Rows from a dataset

++++++++++++++++++++

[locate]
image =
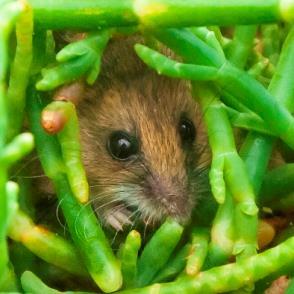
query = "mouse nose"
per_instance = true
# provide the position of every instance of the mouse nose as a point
(170, 196)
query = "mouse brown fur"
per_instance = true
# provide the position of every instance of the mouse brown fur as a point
(162, 178)
(157, 182)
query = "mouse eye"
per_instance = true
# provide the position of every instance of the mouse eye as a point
(187, 130)
(121, 145)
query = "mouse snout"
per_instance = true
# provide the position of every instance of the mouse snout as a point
(169, 195)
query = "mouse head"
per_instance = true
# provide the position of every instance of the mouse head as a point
(141, 147)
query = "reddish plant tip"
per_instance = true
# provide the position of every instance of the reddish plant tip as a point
(53, 121)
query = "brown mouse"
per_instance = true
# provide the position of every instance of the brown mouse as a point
(142, 141)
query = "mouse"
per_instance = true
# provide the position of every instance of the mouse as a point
(144, 147)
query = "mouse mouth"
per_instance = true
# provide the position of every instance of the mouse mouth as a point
(147, 205)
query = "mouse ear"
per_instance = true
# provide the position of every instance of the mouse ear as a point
(74, 92)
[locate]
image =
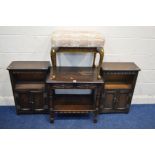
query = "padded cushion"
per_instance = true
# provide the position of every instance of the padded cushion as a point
(77, 39)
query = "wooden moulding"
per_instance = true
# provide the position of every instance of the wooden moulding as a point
(118, 86)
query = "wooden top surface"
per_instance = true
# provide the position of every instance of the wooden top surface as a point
(29, 65)
(80, 74)
(120, 66)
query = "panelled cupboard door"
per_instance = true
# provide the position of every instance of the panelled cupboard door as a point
(108, 99)
(123, 100)
(115, 100)
(39, 101)
(31, 101)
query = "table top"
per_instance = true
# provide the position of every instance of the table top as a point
(29, 65)
(71, 38)
(120, 66)
(74, 74)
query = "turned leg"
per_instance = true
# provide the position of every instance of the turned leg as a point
(94, 59)
(97, 101)
(52, 117)
(51, 103)
(101, 52)
(53, 59)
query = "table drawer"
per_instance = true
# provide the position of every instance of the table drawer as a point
(73, 86)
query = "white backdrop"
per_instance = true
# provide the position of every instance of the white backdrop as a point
(129, 44)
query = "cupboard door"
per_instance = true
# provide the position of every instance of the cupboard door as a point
(23, 101)
(38, 100)
(123, 100)
(108, 99)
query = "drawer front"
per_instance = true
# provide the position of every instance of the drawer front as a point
(73, 86)
(29, 75)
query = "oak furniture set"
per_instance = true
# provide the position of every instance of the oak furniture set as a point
(34, 83)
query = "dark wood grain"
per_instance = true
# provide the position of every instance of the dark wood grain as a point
(74, 78)
(29, 65)
(28, 85)
(120, 79)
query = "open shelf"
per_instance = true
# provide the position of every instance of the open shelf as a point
(115, 85)
(73, 103)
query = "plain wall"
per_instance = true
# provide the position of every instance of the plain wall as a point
(125, 44)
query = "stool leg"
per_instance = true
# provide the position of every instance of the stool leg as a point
(53, 59)
(101, 52)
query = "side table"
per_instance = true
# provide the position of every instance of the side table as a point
(74, 78)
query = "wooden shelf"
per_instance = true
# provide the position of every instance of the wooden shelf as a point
(30, 86)
(73, 103)
(117, 86)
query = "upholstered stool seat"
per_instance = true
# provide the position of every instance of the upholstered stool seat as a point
(77, 41)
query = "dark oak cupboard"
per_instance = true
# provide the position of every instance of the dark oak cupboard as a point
(119, 83)
(28, 85)
(34, 91)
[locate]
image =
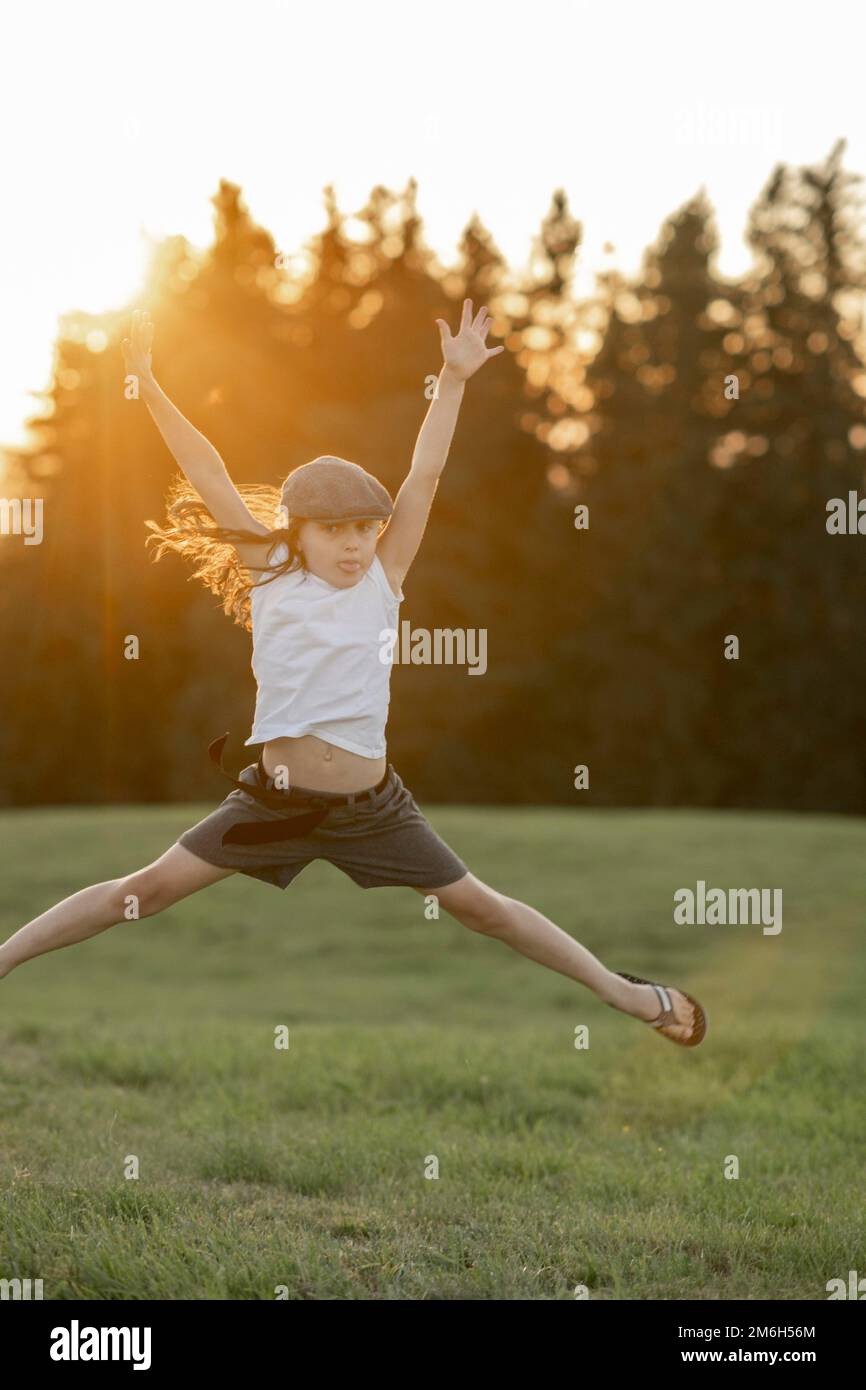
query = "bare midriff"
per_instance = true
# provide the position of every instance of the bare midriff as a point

++++++++++++++++++++

* **TASK DETAILS**
Identify each line in the items above that contains the string "open" and copy those lines.

* **RESPONSE FOR THIS EXERCISE**
query = "open shelf"
# provide the position of every instance of the open shelf as a point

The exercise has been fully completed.